§ Task statement:
Could you write out every one of the lines below word for word, leaving out any pictures?

§ Input for this task:

==========

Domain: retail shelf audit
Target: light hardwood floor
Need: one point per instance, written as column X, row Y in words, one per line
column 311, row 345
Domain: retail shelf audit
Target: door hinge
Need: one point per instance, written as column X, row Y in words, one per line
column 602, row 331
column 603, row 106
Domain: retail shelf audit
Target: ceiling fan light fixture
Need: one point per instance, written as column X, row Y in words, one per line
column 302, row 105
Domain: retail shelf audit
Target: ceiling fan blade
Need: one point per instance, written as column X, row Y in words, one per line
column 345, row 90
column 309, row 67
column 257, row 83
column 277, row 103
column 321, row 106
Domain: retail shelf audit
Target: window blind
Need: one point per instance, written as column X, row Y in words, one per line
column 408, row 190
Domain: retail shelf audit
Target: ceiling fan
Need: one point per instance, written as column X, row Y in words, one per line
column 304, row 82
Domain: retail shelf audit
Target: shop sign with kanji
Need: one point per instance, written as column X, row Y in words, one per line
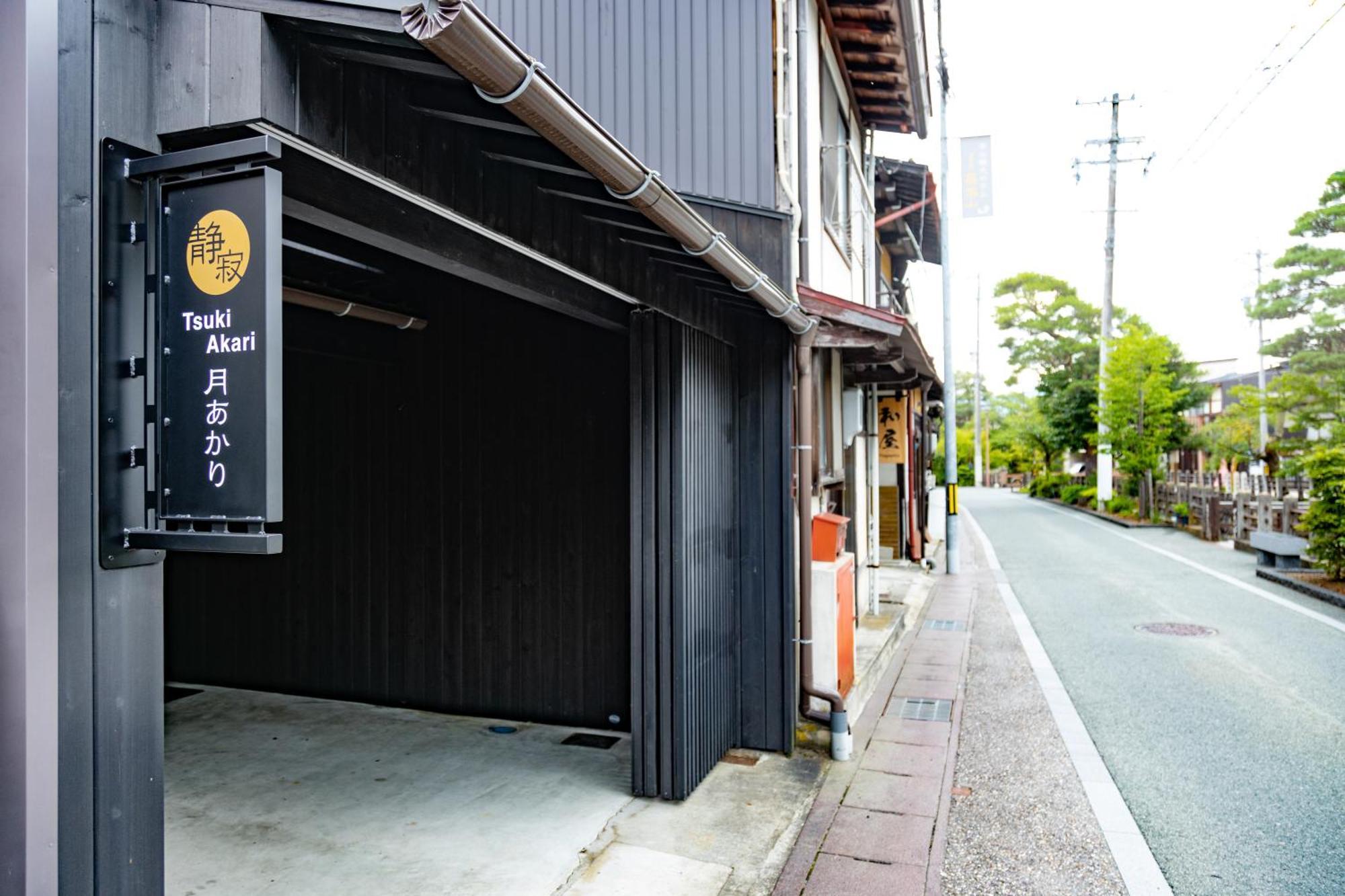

==========

§ Written response:
Domain: retail shelf audit
Target: light hardwood floor
Need: one point per instance, written as column X, row Y in words, one per line
column 311, row 345
Domain: retail shelf audit
Target: door hinge
Need: one point per instance, written as column X, row Y in words, one per line
column 602, row 331
column 603, row 106
Domain: retail shelf audit
Target: ceiling fan light fixture
Need: one point per instance, written as column X, row Y in words, one per line
column 302, row 105
Domain: retail shelf audit
Target: ceiling fan blade
Need: one point per instance, written as column X, row Y in words, one per line
column 345, row 90
column 309, row 67
column 257, row 83
column 277, row 103
column 321, row 106
Domain: retail shelf audit
Target: window blind
Need: one point per instance, written as column X, row Y in words, one per line
column 408, row 190
Domain: retail shelf audit
Target: ceiling fan
Need: one point per instance, written as column X, row Y in words, one per line
column 304, row 82
Domain: retail shelf audit
Target: shop sign with kanji
Need: one point per instance, written as column X, row Y in words, one per line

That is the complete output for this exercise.